Rows from a segmentation dataset
##########
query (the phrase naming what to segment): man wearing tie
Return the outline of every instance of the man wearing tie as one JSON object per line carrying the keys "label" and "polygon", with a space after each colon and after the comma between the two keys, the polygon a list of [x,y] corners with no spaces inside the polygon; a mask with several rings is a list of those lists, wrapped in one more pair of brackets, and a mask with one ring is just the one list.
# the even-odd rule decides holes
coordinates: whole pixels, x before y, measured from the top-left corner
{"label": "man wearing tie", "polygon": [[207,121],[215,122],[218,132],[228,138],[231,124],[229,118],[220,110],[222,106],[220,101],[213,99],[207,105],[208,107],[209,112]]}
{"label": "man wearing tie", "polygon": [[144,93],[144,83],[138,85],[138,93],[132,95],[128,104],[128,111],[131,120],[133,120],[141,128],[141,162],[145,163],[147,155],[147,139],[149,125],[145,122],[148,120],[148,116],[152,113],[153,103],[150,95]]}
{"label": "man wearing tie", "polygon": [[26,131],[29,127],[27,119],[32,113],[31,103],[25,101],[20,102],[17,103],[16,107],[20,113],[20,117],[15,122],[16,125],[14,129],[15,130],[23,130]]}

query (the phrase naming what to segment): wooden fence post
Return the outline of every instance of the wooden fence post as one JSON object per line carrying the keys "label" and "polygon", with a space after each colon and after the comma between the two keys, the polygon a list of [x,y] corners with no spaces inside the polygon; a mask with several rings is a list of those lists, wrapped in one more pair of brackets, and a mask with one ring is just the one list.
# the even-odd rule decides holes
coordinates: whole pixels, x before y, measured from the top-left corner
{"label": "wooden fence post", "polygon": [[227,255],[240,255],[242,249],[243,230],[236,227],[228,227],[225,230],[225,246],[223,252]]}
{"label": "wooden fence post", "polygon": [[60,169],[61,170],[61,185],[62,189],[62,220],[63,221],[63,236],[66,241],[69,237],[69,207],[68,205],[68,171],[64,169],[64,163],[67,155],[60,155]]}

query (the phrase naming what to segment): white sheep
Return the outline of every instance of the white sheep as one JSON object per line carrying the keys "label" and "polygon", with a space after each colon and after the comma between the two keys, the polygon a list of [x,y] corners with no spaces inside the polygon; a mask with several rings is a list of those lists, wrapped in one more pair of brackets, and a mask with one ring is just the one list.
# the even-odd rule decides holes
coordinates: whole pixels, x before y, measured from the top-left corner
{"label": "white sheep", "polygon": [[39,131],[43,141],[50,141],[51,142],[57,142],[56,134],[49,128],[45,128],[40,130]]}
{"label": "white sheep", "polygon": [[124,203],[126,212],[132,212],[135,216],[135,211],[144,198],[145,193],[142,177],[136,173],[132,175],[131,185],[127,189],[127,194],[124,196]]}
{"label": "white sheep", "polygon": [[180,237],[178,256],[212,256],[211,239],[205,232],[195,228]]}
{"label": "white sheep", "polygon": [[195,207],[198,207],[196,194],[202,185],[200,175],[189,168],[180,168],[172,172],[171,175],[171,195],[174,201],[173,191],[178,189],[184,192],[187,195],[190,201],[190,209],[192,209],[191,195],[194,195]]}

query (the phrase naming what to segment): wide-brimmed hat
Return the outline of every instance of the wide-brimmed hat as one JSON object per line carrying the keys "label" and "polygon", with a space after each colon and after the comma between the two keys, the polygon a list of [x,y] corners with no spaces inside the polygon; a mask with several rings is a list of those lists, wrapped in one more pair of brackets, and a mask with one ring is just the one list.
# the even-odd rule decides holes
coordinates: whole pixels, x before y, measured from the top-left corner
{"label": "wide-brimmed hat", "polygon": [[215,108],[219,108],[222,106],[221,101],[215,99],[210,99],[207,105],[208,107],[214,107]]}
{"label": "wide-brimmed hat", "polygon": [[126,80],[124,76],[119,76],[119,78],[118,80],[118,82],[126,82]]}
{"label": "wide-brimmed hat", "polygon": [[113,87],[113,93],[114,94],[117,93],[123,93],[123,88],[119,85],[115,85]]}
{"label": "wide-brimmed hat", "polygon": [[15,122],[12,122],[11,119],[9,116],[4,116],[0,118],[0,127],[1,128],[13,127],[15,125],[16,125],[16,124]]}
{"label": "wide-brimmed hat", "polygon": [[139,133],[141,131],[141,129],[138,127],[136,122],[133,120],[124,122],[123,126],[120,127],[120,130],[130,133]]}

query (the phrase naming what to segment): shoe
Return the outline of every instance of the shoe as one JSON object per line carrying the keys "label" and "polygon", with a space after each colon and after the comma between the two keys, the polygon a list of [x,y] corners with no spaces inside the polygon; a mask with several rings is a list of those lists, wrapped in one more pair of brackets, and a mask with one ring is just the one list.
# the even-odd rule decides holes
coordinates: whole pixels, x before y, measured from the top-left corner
##########
• [What to produce] Put each line of the records above into a JSON list of strings, one string per line, and leave out the blank lines.

• [Task answer]
[
  "query (the phrase naming what to segment): man wearing tie",
  "Return the outline of every instance of the man wearing tie as one JSON object per line carrying the keys \"label\" and \"polygon\", with a space after each colon and after the comma between the two keys, the polygon a list of [x,y] corners with no spaces inside the polygon; a mask with several rings is a list of those lists, wrapped in one more pair of brackets, and a mask with one ring is just the one list.",
  "# the even-odd rule decides holes",
  "coordinates: whole pixels, x before y, measured from the top-left corner",
  "{\"label\": \"man wearing tie\", \"polygon\": [[207,121],[215,122],[218,132],[228,138],[231,124],[229,118],[220,110],[222,106],[220,101],[213,99],[207,105],[208,107],[209,112]]}",
  "{\"label\": \"man wearing tie\", \"polygon\": [[144,93],[144,83],[138,85],[138,93],[132,95],[128,104],[128,111],[131,120],[133,120],[141,128],[141,162],[145,163],[147,155],[147,139],[149,125],[145,122],[148,120],[148,116],[152,113],[153,103],[150,95]]}",
  "{\"label\": \"man wearing tie\", \"polygon\": [[26,131],[29,127],[27,119],[32,113],[31,103],[25,101],[20,102],[17,103],[16,107],[20,113],[20,117],[15,122],[16,125],[14,129],[15,130],[23,130]]}",
  "query (the phrase naming what to segment): wooden fence post",
  "Return the outline of every instance of the wooden fence post as one JSON object per line carrying the keys \"label\" and \"polygon\", with a space after each colon and after the comma between the two keys, the polygon a list of [x,y] corners with no spaces inside the polygon; a mask with several rings is a list of those lists, wrapped in one more pair of brackets, and a mask with one ring is just the one list.",
  "# the even-odd rule decides holes",
  "coordinates: whole pixels, x before y, measured from the top-left corner",
  "{\"label\": \"wooden fence post\", \"polygon\": [[227,255],[240,255],[242,249],[243,230],[236,227],[228,227],[225,230],[225,246],[223,252]]}",
  "{\"label\": \"wooden fence post\", \"polygon\": [[60,169],[61,170],[61,185],[62,189],[62,220],[63,221],[63,236],[66,241],[69,237],[69,207],[68,205],[68,171],[64,169],[64,163],[67,155],[60,155]]}",
  "query (the phrase naming what to segment): white sheep",
  "Return the outline of every instance of the white sheep as one JSON object per line carrying the keys \"label\" and \"polygon\", with a space after each colon and after the comma between the two keys, the polygon a list of [x,y] corners with no spaces inside the polygon; a mask with several rings is a list of those lists, wrapped in one more pair of brackets, and a mask with one ring is just the one list.",
  "# the even-odd rule decides holes",
  "coordinates: whole pixels, x before y, measured from the top-left corner",
  "{\"label\": \"white sheep\", \"polygon\": [[39,131],[43,141],[50,141],[51,142],[57,142],[56,134],[49,128],[45,128],[40,130]]}",
  "{\"label\": \"white sheep\", \"polygon\": [[124,203],[126,212],[132,212],[135,216],[135,211],[144,198],[145,193],[142,177],[136,173],[132,175],[131,185],[127,189],[127,194],[124,196]]}",
  "{\"label\": \"white sheep\", \"polygon\": [[180,237],[178,256],[212,256],[211,239],[205,232],[195,228]]}",
  "{\"label\": \"white sheep\", \"polygon\": [[195,207],[198,207],[196,194],[202,185],[200,175],[189,168],[180,168],[172,172],[171,175],[171,195],[174,201],[173,191],[178,189],[184,192],[187,195],[190,201],[190,209],[192,209],[191,195],[194,195]]}",
  "query (the phrase naming what to segment): wide-brimmed hat",
  "Return the outline of every instance of the wide-brimmed hat as one JSON object per line carrying the keys \"label\" and \"polygon\", with a space after each colon and after the comma between the two keys, the polygon a list of [x,y] corners with no spaces inside the polygon; a mask with several rings is a list of those lists, wrapped in one more pair of brackets, and a mask with one ring is just the one list.",
  "# the even-odd rule decides holes",
  "coordinates: whole pixels, x before y, measured from the top-left corner",
  "{\"label\": \"wide-brimmed hat\", \"polygon\": [[215,108],[219,108],[222,106],[221,101],[215,99],[210,99],[207,105],[208,107],[214,107]]}",
  "{\"label\": \"wide-brimmed hat\", \"polygon\": [[126,80],[124,76],[119,76],[119,78],[118,80],[118,82],[126,82]]}",
  "{\"label\": \"wide-brimmed hat\", \"polygon\": [[113,87],[113,93],[114,94],[117,93],[123,93],[123,88],[119,85],[115,85]]}",
  "{\"label\": \"wide-brimmed hat\", \"polygon\": [[15,122],[12,122],[11,119],[9,116],[4,116],[0,118],[0,127],[1,128],[13,127],[15,125],[16,125],[16,124]]}",
  "{\"label\": \"wide-brimmed hat\", \"polygon\": [[139,133],[141,131],[141,129],[138,127],[136,122],[133,120],[124,122],[123,126],[120,127],[120,130],[130,133]]}",
  "query (the phrase naming what to segment): shoe",
  "Return the outline of every instance of the shoe as one JSON object per line carrying the keys \"label\" and \"polygon\", with a space after each colon and after the comma between the two keys, the polygon a list of [x,y] corners with no spaces inside the polygon; a mask with several rings is a list of those lists, wrapped in one more pair of brackets, and a mask with one ring is just the one list.",
  "# the even-odd rule decides holes",
  "coordinates: whole pixels, x before y, measured from the top-left corner"
]